BEGIN Page text

When I was a lad, the Bank of England very sensibly showed the face value of coins and notes in circulation as a liability from the point of view of the Bank. Which they are. The fact that they don't do this any more (h/t Bob Edmiston, deceased) is by the by, it's only tiny amounts.
And it's not an empty promise. If you owe the government £100 (for fines, fees, taxes) and have £100 in coins and notes, you can repay that liability by handing over the coins and notes. The government now has some worthless bits of paper and metal which it manufactured itself in the first place.
“If some "people's ability to buy... is thwarted" that's a PC way of saying that "they are poor". Nope. One can have a situation where everyone is well off (e.g. house and car owners) but if there was no money, their ability to trade with each other would be thwarted."
Money would come into existence all of its own accord, see a), b) and c) above. It always has done and always will.

END Page text
BEGIN Material supplied

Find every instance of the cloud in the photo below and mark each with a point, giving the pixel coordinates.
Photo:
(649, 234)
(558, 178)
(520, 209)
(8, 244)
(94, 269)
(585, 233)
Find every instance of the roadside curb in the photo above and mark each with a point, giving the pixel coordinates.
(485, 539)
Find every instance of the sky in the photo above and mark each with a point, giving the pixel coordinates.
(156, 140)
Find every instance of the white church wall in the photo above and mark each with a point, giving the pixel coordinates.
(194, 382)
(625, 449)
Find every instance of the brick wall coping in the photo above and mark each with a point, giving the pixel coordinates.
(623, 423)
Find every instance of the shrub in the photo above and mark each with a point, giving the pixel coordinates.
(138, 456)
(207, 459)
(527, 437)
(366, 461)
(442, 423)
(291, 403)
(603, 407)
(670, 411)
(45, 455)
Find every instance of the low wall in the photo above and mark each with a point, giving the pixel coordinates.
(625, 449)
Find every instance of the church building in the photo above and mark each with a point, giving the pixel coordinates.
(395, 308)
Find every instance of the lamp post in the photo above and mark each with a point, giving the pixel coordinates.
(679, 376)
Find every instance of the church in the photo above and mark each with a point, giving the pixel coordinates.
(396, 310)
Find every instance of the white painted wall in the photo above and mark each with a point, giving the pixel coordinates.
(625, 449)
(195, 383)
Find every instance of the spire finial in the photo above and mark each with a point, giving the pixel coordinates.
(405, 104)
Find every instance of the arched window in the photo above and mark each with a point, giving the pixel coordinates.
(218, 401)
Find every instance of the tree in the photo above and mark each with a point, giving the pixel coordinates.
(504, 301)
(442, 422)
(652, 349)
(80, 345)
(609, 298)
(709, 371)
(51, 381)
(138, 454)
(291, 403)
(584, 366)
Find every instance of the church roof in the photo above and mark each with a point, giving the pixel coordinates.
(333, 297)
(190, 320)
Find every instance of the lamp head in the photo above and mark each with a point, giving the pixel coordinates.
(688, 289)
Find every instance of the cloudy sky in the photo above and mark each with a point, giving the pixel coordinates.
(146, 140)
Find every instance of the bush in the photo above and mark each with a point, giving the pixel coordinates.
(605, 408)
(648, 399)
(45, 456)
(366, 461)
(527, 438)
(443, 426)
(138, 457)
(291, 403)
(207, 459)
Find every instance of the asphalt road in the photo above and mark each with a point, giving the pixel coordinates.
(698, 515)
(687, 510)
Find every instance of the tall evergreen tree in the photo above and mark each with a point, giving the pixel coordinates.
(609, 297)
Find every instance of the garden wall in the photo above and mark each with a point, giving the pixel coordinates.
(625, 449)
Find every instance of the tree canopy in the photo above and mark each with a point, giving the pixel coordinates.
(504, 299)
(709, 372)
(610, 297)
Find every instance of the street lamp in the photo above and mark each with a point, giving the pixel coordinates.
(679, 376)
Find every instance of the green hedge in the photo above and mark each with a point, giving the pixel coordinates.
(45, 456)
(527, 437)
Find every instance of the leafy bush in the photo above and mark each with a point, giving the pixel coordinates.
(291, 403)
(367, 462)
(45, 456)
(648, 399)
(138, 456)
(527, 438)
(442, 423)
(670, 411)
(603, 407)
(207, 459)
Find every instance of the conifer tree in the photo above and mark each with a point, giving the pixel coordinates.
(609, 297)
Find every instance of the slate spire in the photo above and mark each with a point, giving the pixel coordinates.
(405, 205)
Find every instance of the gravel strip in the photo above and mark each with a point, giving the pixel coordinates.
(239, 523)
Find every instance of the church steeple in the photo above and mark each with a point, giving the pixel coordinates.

END Material supplied

(Written task 1)
In the records, reproduce verbatim the stretch from the line containing "Find every instance of the leafy" through the end of the records.
(Written task 2)
Carry on the text about money and the Bank of England from the point where it stops.

(Output 1)
Find every instance of the leafy bush in the photo above and mark each with a point, giving the pixel coordinates.
(291, 403)
(367, 462)
(45, 456)
(648, 399)
(138, 456)
(527, 438)
(442, 423)
(670, 411)
(603, 407)
(207, 459)
Find every instance of the conifer tree in the photo above and mark each with a point, giving the pixel coordinates.
(609, 297)
Find every instance of the slate spire in the photo above and mark each with a point, giving the pixel coordinates.
(405, 205)
Find every instance of the gravel strip in the photo above and mark each with a point, giving the pixel coordinates.
(239, 523)
Find every instance of the church steeple in the photo above and mark each with a point, giving the pixel coordinates.

(Output 2)
The government *might* need to kick start this, like when they introduced the Deutschmark in the late 1940s. All Reichsmarks were declared null and void, every adult got bits of metal and paper with a nominal value of DM 40, and hey presto, things got moving again. Even people who were little children at the time remember this, suddenly, there was stuff in the shops, businesses were taking on employees and from that day on, everything hummed along nicely.
“No need for fancy "money creation"”. No? Then (as per above paragraph) if there was no money, we’d manage OK? A “no money” economy is a barter economy. That’s OK on desert islands, but not in Europe in 2014.
See previous response.
And, ahem, who started off by talking about gold coins?? Not me. I always assume that our starting point is Europe in 2014. And we are where we are, with a debt-based money system.
“As to "banning private money creation" if you understand double entry book keeping you would know this is impossible.” As regards whether I understand double entry book-keeping, I’ve got accountancy qualifications, so I think I pass that test. As to the idea that banning private money creation is not possible, several economics Nobel laureates think it’s possible.
All right, you try banning transactions a), b) and c) above, see how far you get.
For the umpteenth time, a bit of private money/debt/credit creation to oil the wheels and smooth the system is vitally important.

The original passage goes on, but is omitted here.